- [Text excerpt]:
## Begin

To pull wool over eyes, pyramid schemers turn their network into a cult-like organisation.

They conduct different rituals to drive their people into a frenzy so that they can continue to be blinded to the truth.

And unfortunately, many of them can be blinded again and again, and for many years.

When I was younger, I was told by a very charismatic and intelligent “expert” about how to build a powerful network. He called it the “最高境界” or the highest level of skill.

Obviously as a lifelong student, I was all ears. I was willing to give almost anything to learn the “ultimate secret.”

After literally begging him, he told me, “Patrick, you need to 装神扮鬼.”

In simple words, it means to “give them a god to worship and a devil to fear.”

When I heard that, my heart broke.

Greed has been turned into an obsession. Obsession has been turned into a way of life.

Truths and lies have become one and the same.

Litmus Test

Before you get involved with the next biggest plan on planet Earth to be super rich quickly, easily and without having to do much, please ask yourself these questions:

1. Are the company, leaders and top distributors credible? How do you know you know that they are trustworthy?

2. Is the product genuine, beneficial and desired by consumers (not just distributors)?

3. What proof and evidence are there to support claims about the product or service?

## End

- [Problem]: Edit the pyramid scheme text. Give everything from "After literally begging" down to "my heart broke." again, with "worship" replaced by "revere".

- [Records from a data source]:
## Begin

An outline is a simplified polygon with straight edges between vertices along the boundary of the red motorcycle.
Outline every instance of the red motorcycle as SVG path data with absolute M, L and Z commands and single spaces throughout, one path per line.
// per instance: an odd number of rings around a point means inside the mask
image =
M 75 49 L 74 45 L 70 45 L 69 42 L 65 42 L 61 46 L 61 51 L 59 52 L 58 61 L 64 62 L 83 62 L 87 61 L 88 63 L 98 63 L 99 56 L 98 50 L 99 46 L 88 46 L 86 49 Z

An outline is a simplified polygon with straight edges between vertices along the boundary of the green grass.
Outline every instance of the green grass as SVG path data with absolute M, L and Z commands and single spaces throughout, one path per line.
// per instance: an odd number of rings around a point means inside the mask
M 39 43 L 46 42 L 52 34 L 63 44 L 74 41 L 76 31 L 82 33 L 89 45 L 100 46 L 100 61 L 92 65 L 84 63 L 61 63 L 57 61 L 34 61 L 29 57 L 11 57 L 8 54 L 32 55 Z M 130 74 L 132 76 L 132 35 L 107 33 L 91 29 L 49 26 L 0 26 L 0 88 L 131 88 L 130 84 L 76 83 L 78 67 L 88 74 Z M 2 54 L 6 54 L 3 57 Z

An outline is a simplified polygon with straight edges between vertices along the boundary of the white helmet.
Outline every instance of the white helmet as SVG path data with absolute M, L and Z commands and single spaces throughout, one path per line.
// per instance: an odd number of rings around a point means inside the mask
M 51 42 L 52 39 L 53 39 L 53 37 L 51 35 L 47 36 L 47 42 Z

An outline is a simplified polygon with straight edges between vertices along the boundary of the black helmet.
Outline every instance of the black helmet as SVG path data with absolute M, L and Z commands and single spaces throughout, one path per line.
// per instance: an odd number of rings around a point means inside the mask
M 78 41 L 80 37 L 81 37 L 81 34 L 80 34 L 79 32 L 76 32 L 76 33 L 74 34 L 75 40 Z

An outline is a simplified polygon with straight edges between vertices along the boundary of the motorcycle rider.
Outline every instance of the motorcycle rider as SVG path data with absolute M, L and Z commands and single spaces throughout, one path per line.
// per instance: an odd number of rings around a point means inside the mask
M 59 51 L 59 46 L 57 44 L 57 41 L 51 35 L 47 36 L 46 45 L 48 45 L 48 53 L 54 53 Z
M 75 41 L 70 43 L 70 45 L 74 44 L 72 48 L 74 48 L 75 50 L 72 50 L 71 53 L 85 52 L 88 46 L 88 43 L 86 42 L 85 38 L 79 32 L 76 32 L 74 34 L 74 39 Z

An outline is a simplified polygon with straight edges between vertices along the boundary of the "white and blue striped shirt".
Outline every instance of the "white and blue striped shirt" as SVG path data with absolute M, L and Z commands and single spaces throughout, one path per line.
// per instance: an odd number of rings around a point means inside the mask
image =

## End

- [Output]:
After literally begging him, he told me, “Patrick, you need to 装神扮鬼.”

In simple words, it means to “give them a god to revere and a devil to fear.”

When I heard that, my heart broke.